=== Excerto do documento ===
*-*-*

Nada decidido, tudo interrogado

José Rodrigues, 'Variações sobre um Corpo'

José Rodrigues, ‘Variações sobre um Corpo’

Dizem os Atos dos Apóstolos que os primeiros cristãos, entre outras coisas (ensino dos Apóstolos e união fraterna), eram assíduos “à fração do pão (Eucaristia) e à oração” (At 2, 42).

Reuniam-se, portanto, para estas duas coisas: para a fração do pão e para a oração.

O que faziam então? Da Eucaristia não se trata aqui. Relativamente à oração, também pouco sabemos, para além do que nos diz o mesmo Livro: “frequentavam diariamente o Templo [de Jerusalém]” (2, 46). Mas isso foi só no princípio. Rapidamente, o Templo foi destruído, logo no ano 70, e os cristãos espalharam-se logo também um pouco por todo o mundo e, para a maior parte, Jerusalém ficava muito longe.

Mas de certeza que os primeiros não se tinham esquecido do ensinamento de Jesus: “Tu, quando orares, entra no teu quarto mais secreto e, fechada a porta, ora em segredo a teu Pai, pois ele vê o oculto e há de recompensar-te” (Mt 6,6). Essa era a oração pessoal.

A oração em conjunto, que começou por ser no Templo de Jerusalém, essa rapidamente passou a ser numa casa onde coubessem em conjunto: a oração em conjunto e a fração do pão. A fração não sabemos muito bem como se processava e rapidamente mereceu a crítica de Paulo: “pois que quando vos reunis não é a ceia do Senhor que comeis, pois que que cada um se apressa é a comer a sua refeição; e enquanto um passa fome, outro já está embriagado” (1 Cor 11,20).

*-*-*

=== Material apresentado ===
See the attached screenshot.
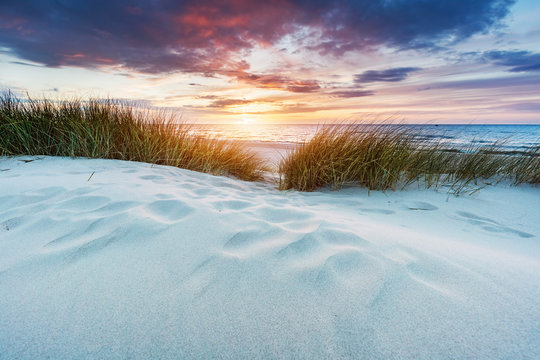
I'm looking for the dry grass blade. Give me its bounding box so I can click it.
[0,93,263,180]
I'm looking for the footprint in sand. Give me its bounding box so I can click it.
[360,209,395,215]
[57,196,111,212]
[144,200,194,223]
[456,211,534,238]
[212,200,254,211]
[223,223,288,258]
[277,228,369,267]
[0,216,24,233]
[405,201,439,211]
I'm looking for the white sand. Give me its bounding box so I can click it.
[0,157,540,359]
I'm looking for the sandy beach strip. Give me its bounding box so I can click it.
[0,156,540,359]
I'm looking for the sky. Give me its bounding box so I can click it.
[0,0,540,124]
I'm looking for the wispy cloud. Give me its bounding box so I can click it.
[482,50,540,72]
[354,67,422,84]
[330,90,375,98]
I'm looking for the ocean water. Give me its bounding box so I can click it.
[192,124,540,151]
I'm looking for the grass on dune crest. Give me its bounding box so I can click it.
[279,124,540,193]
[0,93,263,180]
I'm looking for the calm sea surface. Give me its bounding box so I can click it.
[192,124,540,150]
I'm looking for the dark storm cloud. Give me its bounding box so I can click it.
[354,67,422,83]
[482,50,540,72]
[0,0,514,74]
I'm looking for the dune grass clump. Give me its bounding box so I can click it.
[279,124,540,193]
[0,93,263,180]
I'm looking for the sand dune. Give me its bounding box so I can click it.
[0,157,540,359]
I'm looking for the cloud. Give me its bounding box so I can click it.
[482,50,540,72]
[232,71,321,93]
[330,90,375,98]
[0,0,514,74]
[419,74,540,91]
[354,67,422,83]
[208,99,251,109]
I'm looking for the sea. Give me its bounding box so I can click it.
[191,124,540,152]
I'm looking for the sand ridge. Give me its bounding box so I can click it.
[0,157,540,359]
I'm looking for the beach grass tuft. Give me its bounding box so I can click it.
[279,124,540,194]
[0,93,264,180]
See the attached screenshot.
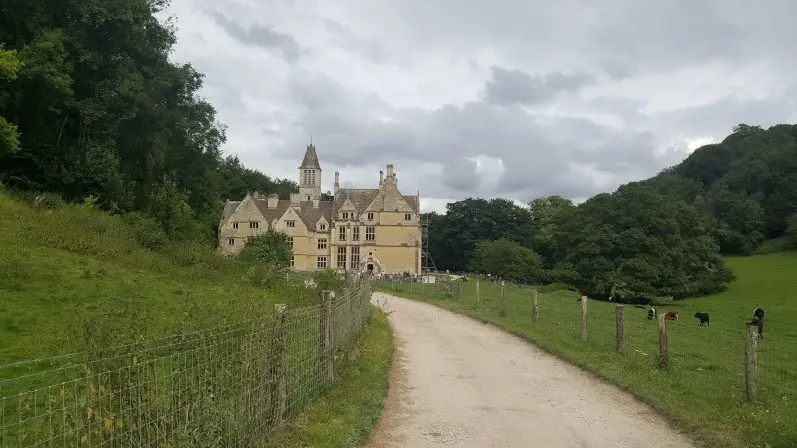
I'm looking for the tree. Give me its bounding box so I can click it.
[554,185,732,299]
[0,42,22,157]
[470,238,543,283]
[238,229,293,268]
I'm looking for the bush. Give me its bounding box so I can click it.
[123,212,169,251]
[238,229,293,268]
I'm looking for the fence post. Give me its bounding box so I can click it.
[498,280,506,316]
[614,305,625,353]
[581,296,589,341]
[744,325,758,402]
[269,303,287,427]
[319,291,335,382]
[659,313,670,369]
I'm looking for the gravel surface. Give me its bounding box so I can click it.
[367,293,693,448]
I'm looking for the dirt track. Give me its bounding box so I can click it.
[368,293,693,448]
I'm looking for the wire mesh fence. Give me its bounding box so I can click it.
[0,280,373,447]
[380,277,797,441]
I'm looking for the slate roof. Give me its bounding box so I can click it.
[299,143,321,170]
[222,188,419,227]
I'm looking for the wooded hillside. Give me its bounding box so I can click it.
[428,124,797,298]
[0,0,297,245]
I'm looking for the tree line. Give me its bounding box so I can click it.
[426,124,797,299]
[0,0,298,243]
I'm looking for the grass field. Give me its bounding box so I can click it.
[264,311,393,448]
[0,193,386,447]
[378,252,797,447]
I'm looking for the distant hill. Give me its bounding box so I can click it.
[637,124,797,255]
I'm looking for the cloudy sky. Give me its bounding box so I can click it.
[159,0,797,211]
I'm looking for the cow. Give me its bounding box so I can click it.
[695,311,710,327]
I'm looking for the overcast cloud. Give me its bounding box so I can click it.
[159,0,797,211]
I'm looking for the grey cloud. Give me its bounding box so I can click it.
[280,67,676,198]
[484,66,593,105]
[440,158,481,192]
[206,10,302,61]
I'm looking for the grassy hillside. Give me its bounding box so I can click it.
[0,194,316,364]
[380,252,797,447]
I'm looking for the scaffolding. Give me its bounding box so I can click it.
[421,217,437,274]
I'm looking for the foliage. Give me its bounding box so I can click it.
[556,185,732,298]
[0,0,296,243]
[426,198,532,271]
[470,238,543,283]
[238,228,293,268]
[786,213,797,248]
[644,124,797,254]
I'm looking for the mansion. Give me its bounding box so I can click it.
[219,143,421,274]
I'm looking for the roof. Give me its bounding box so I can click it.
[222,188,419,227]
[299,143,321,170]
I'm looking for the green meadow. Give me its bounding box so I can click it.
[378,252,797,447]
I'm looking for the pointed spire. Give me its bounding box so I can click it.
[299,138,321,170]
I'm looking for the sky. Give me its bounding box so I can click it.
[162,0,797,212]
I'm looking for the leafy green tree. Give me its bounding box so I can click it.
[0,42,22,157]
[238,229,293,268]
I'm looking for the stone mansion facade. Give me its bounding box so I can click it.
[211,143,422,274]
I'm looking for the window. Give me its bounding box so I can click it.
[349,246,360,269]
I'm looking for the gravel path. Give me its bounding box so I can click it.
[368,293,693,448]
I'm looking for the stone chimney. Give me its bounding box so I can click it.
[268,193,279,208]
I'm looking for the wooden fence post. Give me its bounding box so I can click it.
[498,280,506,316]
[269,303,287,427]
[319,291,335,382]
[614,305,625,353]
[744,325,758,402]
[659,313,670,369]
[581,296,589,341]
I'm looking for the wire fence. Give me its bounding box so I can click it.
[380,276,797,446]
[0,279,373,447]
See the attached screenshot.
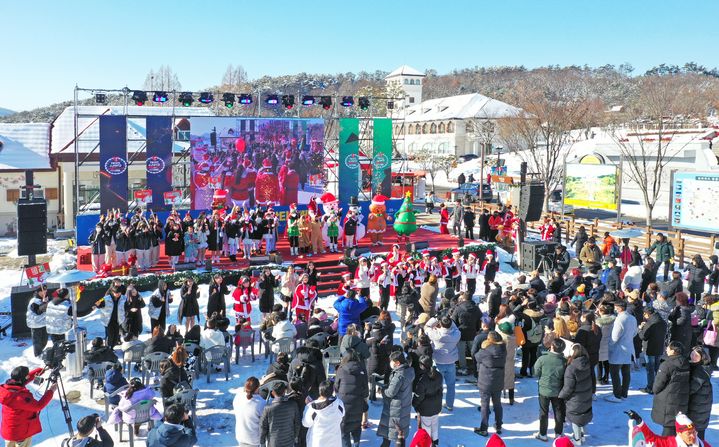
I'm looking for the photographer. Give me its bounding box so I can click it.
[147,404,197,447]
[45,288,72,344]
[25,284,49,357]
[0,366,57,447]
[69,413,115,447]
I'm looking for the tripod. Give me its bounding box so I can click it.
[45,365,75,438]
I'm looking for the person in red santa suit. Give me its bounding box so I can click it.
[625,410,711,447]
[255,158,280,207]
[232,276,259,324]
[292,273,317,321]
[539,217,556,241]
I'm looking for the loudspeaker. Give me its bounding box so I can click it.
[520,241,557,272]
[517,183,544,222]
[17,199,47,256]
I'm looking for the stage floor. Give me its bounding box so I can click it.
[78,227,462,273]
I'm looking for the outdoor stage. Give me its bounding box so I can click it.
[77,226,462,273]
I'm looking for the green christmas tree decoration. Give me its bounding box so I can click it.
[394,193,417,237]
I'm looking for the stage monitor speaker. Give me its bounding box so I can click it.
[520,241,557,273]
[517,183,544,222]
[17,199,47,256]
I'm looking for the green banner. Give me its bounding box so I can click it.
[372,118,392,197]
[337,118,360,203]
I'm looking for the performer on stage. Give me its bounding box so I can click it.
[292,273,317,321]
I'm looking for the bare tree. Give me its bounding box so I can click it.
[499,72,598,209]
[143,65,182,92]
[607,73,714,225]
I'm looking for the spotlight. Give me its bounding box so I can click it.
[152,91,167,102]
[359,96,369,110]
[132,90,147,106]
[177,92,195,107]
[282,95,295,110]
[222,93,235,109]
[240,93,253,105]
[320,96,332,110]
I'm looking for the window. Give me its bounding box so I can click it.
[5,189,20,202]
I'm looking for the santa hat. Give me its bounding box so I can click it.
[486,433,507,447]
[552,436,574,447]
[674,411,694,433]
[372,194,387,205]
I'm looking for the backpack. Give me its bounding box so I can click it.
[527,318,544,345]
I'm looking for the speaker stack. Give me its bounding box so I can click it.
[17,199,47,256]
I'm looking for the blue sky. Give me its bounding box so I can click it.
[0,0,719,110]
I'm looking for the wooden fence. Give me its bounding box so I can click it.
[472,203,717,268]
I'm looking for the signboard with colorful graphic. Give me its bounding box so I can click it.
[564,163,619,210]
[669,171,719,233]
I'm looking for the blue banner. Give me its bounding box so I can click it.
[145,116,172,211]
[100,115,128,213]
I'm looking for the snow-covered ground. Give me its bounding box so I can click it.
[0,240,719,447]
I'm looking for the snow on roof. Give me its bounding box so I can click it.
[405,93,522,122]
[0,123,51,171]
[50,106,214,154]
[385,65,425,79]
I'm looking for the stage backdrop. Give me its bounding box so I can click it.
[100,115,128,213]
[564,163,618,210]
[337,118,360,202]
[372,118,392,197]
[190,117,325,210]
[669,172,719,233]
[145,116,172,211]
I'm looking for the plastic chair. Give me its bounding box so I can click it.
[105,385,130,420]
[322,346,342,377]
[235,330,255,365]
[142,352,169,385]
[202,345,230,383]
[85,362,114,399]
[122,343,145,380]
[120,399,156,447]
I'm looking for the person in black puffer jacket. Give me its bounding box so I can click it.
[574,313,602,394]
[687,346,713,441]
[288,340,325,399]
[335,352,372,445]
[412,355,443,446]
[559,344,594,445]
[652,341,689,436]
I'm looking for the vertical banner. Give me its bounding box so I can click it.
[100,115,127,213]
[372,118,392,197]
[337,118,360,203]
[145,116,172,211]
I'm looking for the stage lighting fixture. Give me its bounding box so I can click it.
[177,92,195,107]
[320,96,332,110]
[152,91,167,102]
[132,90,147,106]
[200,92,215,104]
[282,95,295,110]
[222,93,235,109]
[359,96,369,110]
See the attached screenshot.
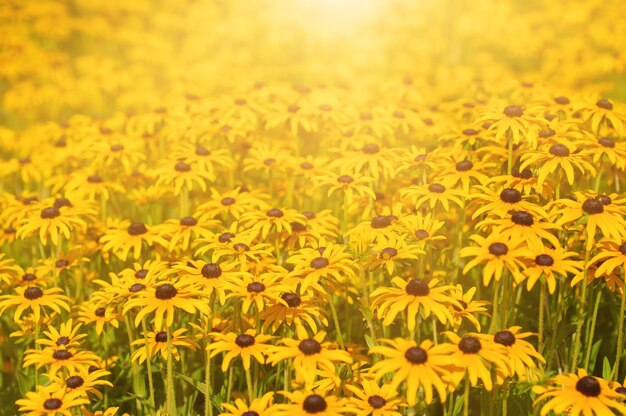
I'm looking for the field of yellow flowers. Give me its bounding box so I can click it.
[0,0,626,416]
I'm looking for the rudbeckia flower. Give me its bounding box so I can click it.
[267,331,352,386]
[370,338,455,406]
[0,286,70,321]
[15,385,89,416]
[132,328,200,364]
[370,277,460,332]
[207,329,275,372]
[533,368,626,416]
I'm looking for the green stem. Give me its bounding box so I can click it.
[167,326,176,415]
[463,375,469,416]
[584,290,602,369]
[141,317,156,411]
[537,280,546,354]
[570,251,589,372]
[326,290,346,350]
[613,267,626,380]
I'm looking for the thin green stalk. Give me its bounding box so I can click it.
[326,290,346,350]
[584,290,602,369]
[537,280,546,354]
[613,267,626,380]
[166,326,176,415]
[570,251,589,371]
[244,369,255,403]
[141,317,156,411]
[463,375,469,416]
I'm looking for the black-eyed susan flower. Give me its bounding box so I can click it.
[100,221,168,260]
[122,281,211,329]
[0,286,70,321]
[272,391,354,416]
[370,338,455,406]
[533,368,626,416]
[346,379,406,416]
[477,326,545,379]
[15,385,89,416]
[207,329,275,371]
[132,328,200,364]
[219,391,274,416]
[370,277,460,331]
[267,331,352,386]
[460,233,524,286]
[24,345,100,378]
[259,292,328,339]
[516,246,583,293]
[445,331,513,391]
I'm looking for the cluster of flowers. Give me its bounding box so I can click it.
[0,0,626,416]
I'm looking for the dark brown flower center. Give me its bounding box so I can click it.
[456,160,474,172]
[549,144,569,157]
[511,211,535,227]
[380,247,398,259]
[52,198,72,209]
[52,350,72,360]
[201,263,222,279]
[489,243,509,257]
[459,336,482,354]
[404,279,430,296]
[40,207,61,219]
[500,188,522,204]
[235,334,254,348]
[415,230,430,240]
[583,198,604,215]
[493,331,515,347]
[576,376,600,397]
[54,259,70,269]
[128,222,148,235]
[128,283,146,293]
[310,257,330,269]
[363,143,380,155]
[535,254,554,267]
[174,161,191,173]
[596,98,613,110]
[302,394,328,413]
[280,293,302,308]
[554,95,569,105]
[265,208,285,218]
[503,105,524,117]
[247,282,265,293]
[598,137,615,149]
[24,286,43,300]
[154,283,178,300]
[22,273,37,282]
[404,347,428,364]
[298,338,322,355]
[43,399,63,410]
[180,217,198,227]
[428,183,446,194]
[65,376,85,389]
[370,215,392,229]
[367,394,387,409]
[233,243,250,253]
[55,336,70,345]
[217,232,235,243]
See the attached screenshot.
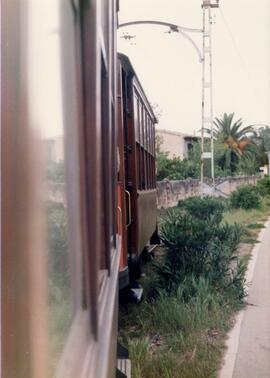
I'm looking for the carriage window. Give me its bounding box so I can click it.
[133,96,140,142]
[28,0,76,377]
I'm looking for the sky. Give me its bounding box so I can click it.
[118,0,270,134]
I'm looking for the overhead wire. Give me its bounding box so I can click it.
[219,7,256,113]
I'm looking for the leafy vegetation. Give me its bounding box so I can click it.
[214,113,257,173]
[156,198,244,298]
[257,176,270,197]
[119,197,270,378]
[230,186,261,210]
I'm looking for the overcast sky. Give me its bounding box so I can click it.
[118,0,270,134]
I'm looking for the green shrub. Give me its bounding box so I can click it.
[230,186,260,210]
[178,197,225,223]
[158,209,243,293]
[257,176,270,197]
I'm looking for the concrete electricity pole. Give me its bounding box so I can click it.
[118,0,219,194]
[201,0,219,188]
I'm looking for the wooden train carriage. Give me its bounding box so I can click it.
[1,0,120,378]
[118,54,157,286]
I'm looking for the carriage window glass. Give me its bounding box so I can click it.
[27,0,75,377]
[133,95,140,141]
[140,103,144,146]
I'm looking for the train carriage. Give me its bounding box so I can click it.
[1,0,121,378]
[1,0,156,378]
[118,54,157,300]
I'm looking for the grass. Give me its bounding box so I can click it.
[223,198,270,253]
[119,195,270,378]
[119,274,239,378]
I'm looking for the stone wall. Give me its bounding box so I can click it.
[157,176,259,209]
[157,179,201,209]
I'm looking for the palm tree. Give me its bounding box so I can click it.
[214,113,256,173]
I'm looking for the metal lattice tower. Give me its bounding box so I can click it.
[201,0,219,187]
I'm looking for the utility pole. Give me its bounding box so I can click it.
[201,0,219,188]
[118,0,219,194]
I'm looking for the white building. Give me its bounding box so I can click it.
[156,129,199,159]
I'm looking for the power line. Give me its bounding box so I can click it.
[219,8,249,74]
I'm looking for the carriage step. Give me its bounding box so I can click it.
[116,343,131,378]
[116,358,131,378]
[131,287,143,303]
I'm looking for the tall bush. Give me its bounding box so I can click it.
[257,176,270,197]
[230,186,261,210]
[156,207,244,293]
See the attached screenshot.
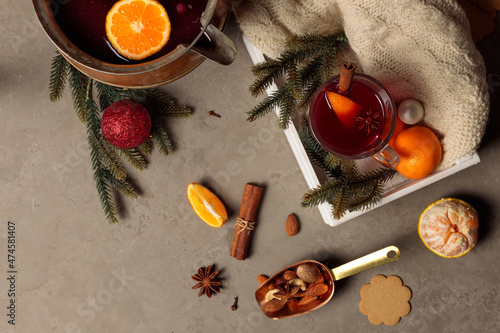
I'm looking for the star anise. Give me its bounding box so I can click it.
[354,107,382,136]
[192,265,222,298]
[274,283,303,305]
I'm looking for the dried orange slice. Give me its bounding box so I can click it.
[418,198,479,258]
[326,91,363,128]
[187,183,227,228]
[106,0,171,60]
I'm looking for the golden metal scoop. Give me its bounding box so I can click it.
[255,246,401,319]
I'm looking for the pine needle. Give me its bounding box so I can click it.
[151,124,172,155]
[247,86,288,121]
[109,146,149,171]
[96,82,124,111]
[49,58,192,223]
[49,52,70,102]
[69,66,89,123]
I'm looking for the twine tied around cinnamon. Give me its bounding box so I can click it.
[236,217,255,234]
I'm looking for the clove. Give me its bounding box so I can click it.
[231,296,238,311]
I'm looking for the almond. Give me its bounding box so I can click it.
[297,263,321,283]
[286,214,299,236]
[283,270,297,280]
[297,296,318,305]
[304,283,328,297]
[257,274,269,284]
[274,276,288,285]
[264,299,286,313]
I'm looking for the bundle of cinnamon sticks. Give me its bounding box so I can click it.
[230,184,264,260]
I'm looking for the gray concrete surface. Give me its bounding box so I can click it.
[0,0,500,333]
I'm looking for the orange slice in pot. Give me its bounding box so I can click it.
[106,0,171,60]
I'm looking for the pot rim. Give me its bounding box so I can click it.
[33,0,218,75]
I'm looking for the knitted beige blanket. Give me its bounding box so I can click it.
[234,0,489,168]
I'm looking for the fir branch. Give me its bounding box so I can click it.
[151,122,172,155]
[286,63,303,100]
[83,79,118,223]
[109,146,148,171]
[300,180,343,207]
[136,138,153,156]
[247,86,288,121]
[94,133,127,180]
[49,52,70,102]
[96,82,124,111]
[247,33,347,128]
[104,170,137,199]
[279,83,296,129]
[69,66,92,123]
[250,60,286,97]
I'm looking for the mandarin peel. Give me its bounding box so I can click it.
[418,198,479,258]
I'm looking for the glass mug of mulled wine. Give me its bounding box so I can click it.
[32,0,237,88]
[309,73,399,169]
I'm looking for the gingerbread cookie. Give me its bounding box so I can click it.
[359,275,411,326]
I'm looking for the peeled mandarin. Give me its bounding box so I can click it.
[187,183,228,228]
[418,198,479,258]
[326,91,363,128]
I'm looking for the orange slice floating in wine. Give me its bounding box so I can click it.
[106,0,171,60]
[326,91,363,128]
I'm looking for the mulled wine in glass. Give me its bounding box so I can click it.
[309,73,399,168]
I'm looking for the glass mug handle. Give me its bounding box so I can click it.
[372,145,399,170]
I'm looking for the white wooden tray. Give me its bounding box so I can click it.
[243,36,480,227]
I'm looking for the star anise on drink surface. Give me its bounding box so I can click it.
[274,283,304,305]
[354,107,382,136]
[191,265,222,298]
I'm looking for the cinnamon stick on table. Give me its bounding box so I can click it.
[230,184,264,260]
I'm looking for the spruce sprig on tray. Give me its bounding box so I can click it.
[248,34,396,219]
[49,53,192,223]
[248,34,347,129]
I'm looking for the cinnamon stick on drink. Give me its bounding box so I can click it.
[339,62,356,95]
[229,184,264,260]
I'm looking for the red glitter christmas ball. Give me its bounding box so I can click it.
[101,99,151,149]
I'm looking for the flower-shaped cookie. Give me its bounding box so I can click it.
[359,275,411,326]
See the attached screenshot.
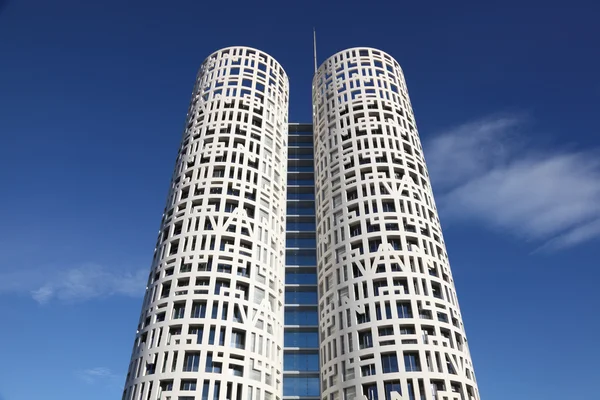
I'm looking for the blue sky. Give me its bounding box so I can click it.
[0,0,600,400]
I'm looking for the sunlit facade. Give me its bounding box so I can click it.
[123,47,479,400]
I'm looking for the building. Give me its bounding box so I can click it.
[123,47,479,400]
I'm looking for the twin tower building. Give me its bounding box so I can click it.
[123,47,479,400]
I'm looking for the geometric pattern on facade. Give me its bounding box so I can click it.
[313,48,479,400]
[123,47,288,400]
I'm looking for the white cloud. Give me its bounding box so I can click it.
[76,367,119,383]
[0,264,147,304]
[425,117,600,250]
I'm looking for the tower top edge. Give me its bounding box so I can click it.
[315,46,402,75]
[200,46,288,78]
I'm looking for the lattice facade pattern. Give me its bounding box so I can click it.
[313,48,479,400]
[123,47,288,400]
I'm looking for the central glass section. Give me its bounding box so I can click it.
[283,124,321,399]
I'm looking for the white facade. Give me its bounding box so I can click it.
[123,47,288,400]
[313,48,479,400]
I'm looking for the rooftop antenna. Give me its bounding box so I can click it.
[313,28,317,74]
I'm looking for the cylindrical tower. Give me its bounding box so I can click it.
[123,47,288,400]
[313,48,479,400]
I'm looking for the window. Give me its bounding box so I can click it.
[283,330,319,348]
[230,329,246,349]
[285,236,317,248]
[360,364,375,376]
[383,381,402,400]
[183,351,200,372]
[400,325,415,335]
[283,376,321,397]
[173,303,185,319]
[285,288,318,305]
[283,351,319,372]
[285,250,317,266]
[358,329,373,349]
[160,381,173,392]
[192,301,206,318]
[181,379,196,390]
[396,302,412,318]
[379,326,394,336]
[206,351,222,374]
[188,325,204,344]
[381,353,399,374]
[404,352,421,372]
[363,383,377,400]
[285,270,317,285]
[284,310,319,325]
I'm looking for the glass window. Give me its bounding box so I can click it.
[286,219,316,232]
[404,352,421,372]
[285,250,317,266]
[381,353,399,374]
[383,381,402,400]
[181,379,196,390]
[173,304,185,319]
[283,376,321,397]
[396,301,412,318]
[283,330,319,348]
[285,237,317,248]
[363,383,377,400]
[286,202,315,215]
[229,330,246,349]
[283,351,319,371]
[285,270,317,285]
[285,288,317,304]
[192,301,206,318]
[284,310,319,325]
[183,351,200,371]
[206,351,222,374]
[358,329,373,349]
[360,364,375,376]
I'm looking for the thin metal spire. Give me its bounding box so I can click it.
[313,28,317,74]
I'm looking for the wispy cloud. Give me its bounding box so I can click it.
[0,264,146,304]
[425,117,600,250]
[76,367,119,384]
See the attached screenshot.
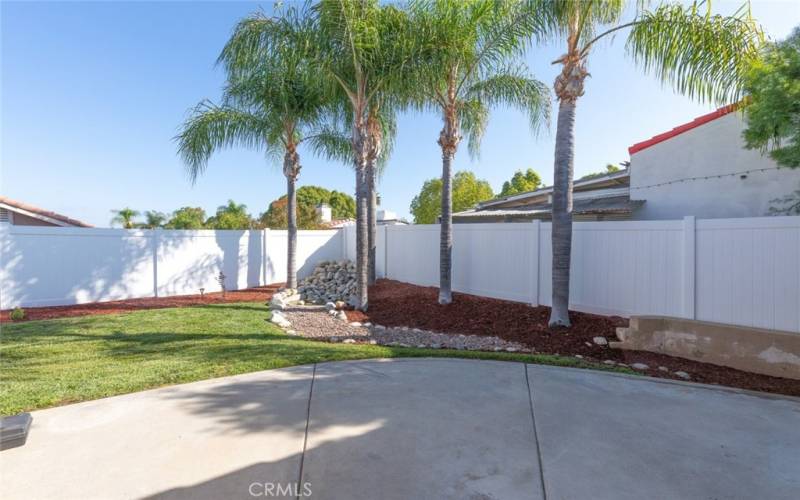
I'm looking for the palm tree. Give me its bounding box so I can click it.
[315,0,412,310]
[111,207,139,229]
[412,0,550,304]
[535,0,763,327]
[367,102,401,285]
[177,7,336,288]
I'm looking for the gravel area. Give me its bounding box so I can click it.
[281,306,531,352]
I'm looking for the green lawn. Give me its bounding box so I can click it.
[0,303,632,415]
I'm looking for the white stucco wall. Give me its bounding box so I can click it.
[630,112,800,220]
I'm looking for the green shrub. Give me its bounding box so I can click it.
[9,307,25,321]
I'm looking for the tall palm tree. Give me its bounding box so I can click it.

*-*-*

=== Desafio A ===
Devolve, sem qualquer alteração, o trecho do texto sobre a oração dos primeiros cristãos que vai desde "O que faziam" até "ficava muito longe.", inclusive.
=== Desafio B ===
Prossegue o texto sobre a oração dos primeiros cristãos a partir da última frase apresentada.
A listagem provém de outra fonte.

=== Resultado da tarefa A ===
O que faziam então? Da Eucaristia não se trata aqui. Relativamente à oração, também pouco sabemos, para além do que nos diz o mesmo Livro: “frequentavam diariamente o Templo [de Jerusalém]” (2, 46). Mas isso foi só no princípio. Rapidamente, o Templo foi destruído, logo no ano 70, e os cristãos espalharam-se logo também um pouco por todo o mundo e, para a maior parte, Jerusalém ficava muito longe.

=== Resultado da tarefa B ===
A oração propriamente dita feita em conjunto não sabemos como evoluiu: no entanto, terá evoluído progressiva e lentamente para o esquema da celebração do Morte do Senhor em 6ª feira Maior que a Liturgia romana ainda hoje utiliza. Primeiro: leitura da Palavra, seguida de algum silêncio; depois: preces; finalmente, distribuição da eucaristia reservada do domingo anterior.

Há, pois, aqui algumas coisas a salientar. Primeiro. O destaque dado à Palavra de Deus. No silêncio da oração, é Deus que fala, nós escutamos. Posso evocar a saída do Profeta Samuel?: “Fala, Senhor, que o teu servo escuta” (1 Sm 3, 10). Mas não fala só através da Palavra fixada por escrito: “O Povo de Deus… esforça-se por discernir nos acontecimentos, nas exigências e aspirações em que participa juntamente com os homens de hoje quais são os verdadeiros sinais da presença ou da vontade de Deus” (GS 11). Isto é, Deus fala também nos e através dos acontecimentos. O jornal pode ser, portanto, também, ponto de partida para a oração. O jornal, isto é, a vida. Daqui vem aquela indicação de Bonhöeffer: Bíblia numa mão, jornal na outra. De facto, “as alegrias e esperanças, tristezas e angústias dos homens de hoje” coincidem com as dos discípulos de Cristo. No entanto, a Igreja deu sempre maior atenção à Palavra escrita que ao que acontece historicamente. Seria sobretudo o Vaticano II a resgatar “a autonomia das realidades terrestres” (GS 36).

Com o tempo, a Liturgia criaria três esquemas de leitura contínua da Escritura postos à disposição de todos os cristãos e de todas as comunidades: um é o dominical; outro, o dos dias da semana (a folha dominical indica-o; pode ser feita no teu “quarto mais secreto e, fechada a porta”); e um terceiro é o do Breviário dos monges e clérigos, a chamada Liturgia das Horas, que, depois do Vaticano II, tentaram pôr na mão dos leigos a par da missa diária!, mas sem resultado, e para a qual, hoje em dia, nem sequer há celebrante. (Apesar de hoje haver muito mais missas que em meados do século passado!)

No seguimento do Vaticano II, apareceu, sim, em muitas comunidades novas ao tempo, uma reunião semanal de oração partilhada.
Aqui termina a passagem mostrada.